Exercise directions —
Could you reproduce, word for word, everything below from the line containing "The component shall point out each instance of the dark" down to the line containing "The component shall point out each instance of the wooden", with both of those lines included and no others?
== == ==
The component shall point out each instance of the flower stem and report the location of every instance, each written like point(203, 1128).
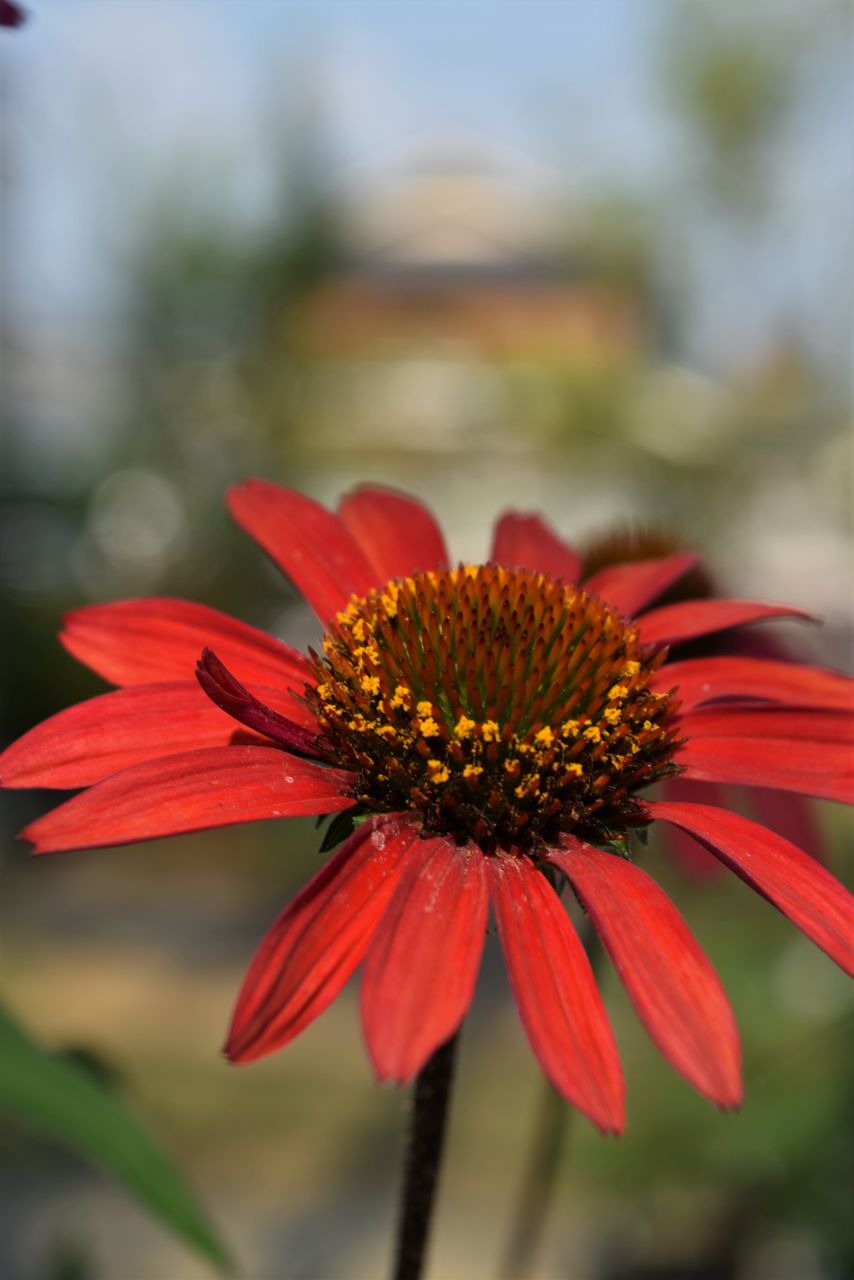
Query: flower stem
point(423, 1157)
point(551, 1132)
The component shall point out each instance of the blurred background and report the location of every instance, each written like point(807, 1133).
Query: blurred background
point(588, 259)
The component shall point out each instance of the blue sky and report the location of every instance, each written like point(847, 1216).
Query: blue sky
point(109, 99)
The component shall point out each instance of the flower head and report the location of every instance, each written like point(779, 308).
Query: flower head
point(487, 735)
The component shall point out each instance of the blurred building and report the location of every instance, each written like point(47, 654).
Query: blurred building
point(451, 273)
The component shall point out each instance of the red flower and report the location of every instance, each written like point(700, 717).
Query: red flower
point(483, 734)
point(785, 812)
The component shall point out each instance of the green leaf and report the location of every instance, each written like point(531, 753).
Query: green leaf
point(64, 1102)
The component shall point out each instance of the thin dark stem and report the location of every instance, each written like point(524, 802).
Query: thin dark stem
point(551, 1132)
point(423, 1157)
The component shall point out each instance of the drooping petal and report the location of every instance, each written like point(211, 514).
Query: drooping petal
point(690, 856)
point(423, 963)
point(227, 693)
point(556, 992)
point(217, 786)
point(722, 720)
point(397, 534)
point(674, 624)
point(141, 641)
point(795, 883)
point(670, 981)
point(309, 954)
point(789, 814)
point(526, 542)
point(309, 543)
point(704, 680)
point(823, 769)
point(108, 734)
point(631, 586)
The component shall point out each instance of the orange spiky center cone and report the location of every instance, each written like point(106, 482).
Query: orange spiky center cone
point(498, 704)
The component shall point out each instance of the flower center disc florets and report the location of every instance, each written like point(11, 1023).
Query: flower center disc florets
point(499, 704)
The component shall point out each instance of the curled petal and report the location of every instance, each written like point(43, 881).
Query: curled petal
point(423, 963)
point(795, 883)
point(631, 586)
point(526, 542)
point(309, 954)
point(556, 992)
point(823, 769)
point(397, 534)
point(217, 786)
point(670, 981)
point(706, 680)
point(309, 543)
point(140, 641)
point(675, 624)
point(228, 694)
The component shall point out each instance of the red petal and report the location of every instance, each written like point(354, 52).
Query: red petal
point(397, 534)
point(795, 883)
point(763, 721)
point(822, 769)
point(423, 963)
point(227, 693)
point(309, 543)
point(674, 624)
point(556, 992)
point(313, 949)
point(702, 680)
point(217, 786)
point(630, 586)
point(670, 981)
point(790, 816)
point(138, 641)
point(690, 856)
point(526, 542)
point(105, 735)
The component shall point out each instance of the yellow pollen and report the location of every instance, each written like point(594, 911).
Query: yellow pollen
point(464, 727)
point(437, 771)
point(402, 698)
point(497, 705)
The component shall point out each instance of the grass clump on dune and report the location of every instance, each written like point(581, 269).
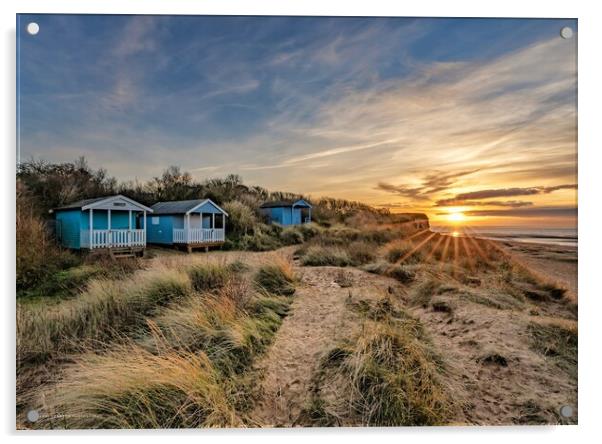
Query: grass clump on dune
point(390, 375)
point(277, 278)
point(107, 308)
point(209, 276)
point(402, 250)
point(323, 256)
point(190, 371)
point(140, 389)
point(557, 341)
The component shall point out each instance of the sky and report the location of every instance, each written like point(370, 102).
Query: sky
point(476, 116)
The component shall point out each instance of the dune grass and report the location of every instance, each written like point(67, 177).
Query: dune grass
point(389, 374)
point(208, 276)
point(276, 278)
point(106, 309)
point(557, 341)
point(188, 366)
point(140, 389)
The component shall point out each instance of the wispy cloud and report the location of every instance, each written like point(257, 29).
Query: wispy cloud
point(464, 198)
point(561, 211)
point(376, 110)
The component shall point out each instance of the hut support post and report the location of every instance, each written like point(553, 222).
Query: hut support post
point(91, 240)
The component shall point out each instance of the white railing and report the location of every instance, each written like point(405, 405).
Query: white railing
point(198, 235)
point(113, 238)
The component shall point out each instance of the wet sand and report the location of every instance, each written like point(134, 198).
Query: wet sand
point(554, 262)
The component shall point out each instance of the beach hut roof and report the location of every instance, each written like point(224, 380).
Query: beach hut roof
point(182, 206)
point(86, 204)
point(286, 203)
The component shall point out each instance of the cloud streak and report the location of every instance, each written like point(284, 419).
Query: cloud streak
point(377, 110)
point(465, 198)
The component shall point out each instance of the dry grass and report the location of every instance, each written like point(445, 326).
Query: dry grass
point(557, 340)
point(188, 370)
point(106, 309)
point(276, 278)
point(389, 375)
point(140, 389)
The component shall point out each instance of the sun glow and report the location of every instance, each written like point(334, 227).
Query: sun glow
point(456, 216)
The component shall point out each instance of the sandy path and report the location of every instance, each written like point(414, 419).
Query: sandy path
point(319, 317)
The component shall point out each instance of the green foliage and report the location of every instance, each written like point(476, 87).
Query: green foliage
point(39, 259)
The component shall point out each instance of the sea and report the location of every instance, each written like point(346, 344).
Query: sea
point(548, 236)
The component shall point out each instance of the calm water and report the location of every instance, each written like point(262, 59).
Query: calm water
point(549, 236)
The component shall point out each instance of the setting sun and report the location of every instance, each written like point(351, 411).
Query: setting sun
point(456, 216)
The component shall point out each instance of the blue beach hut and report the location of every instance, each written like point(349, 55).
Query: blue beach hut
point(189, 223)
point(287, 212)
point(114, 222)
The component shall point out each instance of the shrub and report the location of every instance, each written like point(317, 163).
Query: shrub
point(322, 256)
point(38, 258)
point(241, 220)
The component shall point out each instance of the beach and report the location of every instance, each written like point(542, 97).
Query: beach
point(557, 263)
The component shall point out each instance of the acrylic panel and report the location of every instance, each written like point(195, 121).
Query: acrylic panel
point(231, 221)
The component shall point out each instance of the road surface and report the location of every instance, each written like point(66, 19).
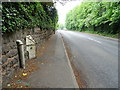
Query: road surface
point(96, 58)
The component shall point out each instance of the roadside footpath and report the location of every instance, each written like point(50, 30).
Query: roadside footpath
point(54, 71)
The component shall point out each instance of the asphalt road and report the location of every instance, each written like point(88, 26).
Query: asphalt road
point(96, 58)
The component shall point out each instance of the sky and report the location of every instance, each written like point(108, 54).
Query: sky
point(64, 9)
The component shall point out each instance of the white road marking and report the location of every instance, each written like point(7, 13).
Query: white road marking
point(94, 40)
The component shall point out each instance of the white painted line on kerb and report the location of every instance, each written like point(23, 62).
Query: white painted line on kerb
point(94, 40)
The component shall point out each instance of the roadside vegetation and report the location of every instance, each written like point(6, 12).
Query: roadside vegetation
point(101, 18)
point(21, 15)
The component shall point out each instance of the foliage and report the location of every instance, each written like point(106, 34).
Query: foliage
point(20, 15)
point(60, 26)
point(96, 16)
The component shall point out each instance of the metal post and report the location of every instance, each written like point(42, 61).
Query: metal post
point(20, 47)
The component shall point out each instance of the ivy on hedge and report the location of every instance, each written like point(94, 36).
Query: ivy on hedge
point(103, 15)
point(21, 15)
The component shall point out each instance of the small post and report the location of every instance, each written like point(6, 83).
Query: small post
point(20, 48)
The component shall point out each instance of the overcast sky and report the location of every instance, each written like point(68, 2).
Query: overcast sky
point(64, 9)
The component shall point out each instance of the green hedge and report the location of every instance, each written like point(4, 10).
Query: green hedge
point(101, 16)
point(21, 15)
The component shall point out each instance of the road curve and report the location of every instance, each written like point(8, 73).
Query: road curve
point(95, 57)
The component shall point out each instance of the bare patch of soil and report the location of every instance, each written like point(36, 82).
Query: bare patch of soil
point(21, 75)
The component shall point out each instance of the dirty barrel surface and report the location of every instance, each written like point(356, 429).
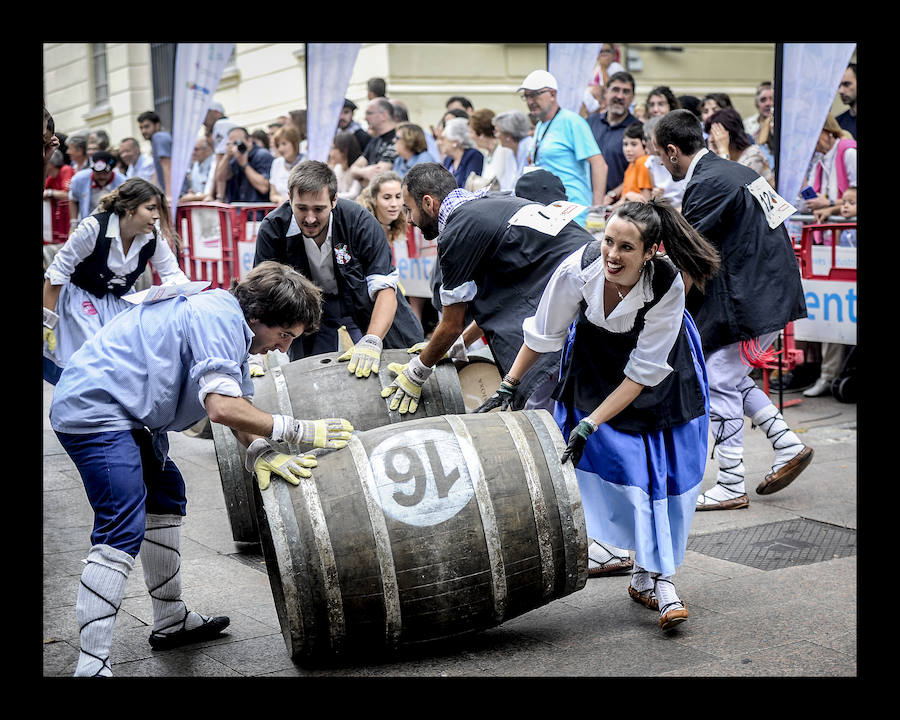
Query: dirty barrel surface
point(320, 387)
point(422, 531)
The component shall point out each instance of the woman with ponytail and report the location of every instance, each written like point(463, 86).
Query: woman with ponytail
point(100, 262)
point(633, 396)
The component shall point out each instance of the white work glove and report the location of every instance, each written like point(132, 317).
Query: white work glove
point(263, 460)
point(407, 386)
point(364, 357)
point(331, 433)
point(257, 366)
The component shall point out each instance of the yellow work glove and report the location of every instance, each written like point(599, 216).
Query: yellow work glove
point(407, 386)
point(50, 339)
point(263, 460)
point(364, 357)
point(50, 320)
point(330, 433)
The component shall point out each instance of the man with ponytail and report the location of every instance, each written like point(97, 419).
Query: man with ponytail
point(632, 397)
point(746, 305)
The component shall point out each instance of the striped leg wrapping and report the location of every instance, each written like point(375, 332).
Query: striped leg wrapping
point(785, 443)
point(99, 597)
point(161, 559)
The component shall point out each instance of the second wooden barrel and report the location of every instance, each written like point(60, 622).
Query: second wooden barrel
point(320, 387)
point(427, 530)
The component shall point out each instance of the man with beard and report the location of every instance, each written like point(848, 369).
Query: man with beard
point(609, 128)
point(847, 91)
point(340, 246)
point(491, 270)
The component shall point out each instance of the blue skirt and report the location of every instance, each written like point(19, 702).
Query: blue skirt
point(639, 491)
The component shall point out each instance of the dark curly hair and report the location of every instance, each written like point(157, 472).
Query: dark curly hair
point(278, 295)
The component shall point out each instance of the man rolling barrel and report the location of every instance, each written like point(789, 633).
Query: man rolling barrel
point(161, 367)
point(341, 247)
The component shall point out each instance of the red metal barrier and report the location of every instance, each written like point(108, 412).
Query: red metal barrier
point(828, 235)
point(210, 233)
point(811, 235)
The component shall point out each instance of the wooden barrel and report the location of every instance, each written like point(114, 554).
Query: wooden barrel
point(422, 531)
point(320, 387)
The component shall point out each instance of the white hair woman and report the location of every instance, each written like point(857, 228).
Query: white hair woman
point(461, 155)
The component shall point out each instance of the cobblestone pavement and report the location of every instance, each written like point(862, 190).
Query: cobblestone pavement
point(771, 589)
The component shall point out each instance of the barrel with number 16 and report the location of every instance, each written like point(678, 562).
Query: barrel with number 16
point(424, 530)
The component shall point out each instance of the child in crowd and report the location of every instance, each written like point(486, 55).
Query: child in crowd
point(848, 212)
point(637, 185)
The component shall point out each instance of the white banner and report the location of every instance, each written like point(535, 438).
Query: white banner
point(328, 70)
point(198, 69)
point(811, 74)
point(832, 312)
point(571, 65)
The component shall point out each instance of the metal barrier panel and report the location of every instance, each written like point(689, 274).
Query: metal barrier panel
== == ==
Task answer —
The component shall point out each instance of the dark curly hair and report the location of every instance, each written like point(157, 472).
Query: dark curly hair
point(278, 295)
The component shall point out each instance of the man rolling barrel and report the location of every instance, each written like point(789, 633).
Query: man rolling barrel
point(161, 367)
point(341, 247)
The component shall point out each instance of the red metal barrier and report the location of every instance, each written like point(108, 412).
Query: red metal barrier
point(828, 235)
point(210, 233)
point(811, 235)
The component shall point out each instance of the wooden barrel and report the location of every instance, each written like point(114, 554).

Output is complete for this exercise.